Stored data entries
⁂

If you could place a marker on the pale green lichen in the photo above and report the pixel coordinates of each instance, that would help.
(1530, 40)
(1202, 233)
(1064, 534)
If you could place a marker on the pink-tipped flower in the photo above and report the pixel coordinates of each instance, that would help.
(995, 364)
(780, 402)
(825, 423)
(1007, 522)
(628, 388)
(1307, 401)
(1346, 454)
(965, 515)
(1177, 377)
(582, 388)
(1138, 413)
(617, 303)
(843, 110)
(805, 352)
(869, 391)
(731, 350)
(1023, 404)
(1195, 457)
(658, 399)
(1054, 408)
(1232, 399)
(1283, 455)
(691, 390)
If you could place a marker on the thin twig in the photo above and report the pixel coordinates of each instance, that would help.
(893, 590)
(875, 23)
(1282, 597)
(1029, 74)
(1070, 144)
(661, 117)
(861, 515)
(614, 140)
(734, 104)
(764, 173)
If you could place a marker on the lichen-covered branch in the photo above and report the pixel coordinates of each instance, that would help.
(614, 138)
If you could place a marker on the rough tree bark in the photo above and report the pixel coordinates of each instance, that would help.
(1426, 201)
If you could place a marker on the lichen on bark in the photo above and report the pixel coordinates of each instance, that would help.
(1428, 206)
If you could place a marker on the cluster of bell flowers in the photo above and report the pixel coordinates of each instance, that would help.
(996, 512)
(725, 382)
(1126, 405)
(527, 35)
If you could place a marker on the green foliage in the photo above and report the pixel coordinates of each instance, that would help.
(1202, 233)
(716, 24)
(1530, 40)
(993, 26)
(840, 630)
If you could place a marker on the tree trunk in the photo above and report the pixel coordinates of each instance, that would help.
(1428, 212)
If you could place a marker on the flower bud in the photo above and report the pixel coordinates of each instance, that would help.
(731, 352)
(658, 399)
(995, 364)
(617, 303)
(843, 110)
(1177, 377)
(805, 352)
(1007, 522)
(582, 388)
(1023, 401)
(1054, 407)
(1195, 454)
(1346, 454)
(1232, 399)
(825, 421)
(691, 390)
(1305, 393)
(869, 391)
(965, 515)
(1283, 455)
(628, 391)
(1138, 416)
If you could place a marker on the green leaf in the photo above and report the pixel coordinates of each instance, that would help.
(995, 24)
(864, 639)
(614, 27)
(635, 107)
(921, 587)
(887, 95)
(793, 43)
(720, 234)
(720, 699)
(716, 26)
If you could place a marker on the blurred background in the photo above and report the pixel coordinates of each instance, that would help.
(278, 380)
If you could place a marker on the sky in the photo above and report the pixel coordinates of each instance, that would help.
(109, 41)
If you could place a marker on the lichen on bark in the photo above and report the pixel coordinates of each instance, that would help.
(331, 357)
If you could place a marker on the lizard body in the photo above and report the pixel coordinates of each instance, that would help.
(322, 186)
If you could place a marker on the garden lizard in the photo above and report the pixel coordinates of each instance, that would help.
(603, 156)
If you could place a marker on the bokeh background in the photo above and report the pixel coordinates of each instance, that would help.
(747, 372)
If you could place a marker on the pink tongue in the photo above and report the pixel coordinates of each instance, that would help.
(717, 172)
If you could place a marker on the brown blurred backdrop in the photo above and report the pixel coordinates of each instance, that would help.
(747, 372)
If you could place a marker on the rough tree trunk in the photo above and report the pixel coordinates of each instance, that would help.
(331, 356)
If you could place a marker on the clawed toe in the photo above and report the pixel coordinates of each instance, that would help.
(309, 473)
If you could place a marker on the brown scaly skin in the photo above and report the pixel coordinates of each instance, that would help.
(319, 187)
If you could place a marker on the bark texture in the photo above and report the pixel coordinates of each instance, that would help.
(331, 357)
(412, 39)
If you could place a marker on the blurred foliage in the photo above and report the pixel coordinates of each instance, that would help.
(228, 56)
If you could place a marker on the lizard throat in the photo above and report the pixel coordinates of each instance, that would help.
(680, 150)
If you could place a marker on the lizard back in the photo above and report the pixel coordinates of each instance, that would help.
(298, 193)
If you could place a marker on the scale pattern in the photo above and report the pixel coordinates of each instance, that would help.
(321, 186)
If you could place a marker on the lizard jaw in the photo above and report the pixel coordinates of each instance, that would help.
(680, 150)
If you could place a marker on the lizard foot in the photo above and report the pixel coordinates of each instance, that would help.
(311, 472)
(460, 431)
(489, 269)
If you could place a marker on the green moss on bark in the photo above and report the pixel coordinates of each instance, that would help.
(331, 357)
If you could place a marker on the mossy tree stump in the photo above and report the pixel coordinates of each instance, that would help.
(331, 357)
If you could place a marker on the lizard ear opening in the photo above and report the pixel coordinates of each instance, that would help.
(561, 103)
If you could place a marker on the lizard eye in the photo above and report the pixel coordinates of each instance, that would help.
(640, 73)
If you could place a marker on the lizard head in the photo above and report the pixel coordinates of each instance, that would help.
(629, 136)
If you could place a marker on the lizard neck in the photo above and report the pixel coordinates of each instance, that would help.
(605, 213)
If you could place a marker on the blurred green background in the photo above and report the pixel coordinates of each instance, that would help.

⁂

TASK GOAL
Could you restate all of the lines above without altering a single word?

PROBLEM SOLUTION
If you could place a marker on the pale green lichen in the photo above and report the pixel coordinates of each instance, that would help.
(1530, 40)
(1202, 233)
(1064, 534)
If you could place a marker on the pink-tipped flower in the photo above and report the pixel coordinates of each instance, that would help.
(995, 364)
(780, 402)
(825, 423)
(1007, 522)
(628, 388)
(1307, 401)
(1346, 454)
(965, 515)
(1177, 377)
(582, 388)
(1138, 413)
(617, 303)
(843, 110)
(805, 352)
(869, 391)
(731, 350)
(1023, 404)
(1195, 457)
(658, 399)
(1054, 408)
(1232, 399)
(1283, 455)
(691, 390)
If you could place a marker on the thin twig in the photo above and report the pixel coordinates of each instance, that would help.
(893, 590)
(875, 23)
(1282, 597)
(1029, 74)
(1070, 144)
(661, 117)
(861, 515)
(614, 140)
(734, 104)
(764, 173)
If you could place a marker on the lichen-covered branch in the photo above and report the pixel coordinates of each instance, that would help.
(614, 138)
If you could place a marker on the rough tree bark in the photo above and report the pixel coordinates of each instance, that would help.
(1426, 201)
If you could place a marker on the lichen on bark in the photo above and report the pixel coordinates of each instance, that would help.
(1428, 206)
If you could place a marker on the cluster of bell flowers in the photo above and report the pixel coordinates of each instance, that would help.
(996, 512)
(725, 382)
(1126, 405)
(527, 35)
If you could place a marker on the green foliage in the photo above and report the pixel coordinates of each instance, that would help.
(1202, 233)
(716, 24)
(1530, 40)
(993, 26)
(840, 630)
If you could place a marker on the tree trunk in the photo above and report the pixel coordinates of each instance, that would help.
(1428, 212)
If you could place a marker on the flower bud in the photo above and report the pixel coordinates of each instance, that would help.
(731, 352)
(658, 399)
(995, 364)
(617, 303)
(843, 110)
(1177, 377)
(805, 352)
(1007, 522)
(582, 388)
(1023, 401)
(1054, 407)
(1195, 454)
(1346, 454)
(1232, 399)
(825, 421)
(691, 390)
(1305, 393)
(869, 391)
(965, 515)
(1283, 455)
(628, 391)
(1138, 416)
If you could place a marker on the green leaf in the photo above and report the pixel coordinates of each instance, that would help.
(995, 24)
(864, 639)
(614, 27)
(635, 107)
(921, 587)
(887, 95)
(793, 43)
(720, 234)
(720, 699)
(716, 26)
If you could place a marker on the blurred background in the photo above and report the pixel coordinates of each instance, that would help.
(278, 380)
If you could place a marker on the sky in the photo above and report the pixel coordinates of each instance, that would help.
(109, 41)
If you could place a marker on the lichen on bark in the photo above and report the pixel coordinates of each instance, that would help.
(331, 357)
If you could place a marker on the lizard body in the photo above and report the pixel coordinates of each instance, that would help.
(322, 186)
If you could place a marker on the garden lizard in the photo above and report the pixel coordinates of each instance, that would help.
(603, 156)
If you could place a marker on the bokeh background in the photo above and report the pixel coordinates of each instance, that would help.
(747, 372)
If you could place a marker on the pink tongue in the photo above and report the pixel coordinates of each instance, that would help.
(717, 172)
If you could place a marker on the brown blurred backdrop in the photo above and report the pixel coordinates of each instance, that would help.
(747, 372)
If you could place a marker on the rough tree trunk in the photo above and report the pixel coordinates of each instance, that would help.
(331, 356)
If you could place a marker on the clawed toe in the photo above and report the pixel coordinates of each instance, that would help.
(309, 473)
If you could place a marker on the brown scaly skin in the photo above and report the pixel coordinates of each instance, that would help.
(319, 187)
If you could place a marker on the bark texture in the photo above and report the pixel coordinates of each instance, that would help.
(331, 357)
(412, 39)
If you could place a marker on the blurred foliage in the photo above and report the pixel coordinates of each instance, that would help.
(228, 56)
If you could place a marker on the lizard throat in the photo above and report the pixel coordinates of each instance, that would help.
(680, 150)
If you could place a marker on the lizard back in the photo above and report the pixel coordinates of each instance, that would help.
(298, 193)
If you could place a marker on the scale pattern in the photo above and report the pixel coordinates of each instance, that would help.
(321, 186)
If you could place a marker on the lizard jaw in the photo above and report the pixel coordinates of each instance, that would help.
(680, 150)
If you could place a marker on the lizard foot in the photo above and report the pixel coordinates of each instance, that would help.
(311, 472)
(460, 431)
(489, 269)
If you could place a marker on the green moss on bark in the photo above and report the pixel coordinates of each instance, that would help.
(331, 357)
If you could place a marker on the mossy tree stump in the photo above and report the pixel coordinates of each instance, that would help.
(331, 357)
If you could place a marker on the lizard ear opening in the photo above and report the pixel coordinates of each instance, that would help.
(561, 103)
If you could place a marker on the lizard eye in the photo above and report the pixel coordinates of each instance, that would help.
(640, 73)
If you could place a marker on the lizard head in the photo above and report the pixel coordinates of each instance, that would help.
(629, 136)
If you could place a marker on the lizard neck in the photo above and report the pixel coordinates of each instance, that would help.
(605, 213)
If you could place a marker on the blurred green background in the photo above and report the pixel coordinates of each instance, that would help.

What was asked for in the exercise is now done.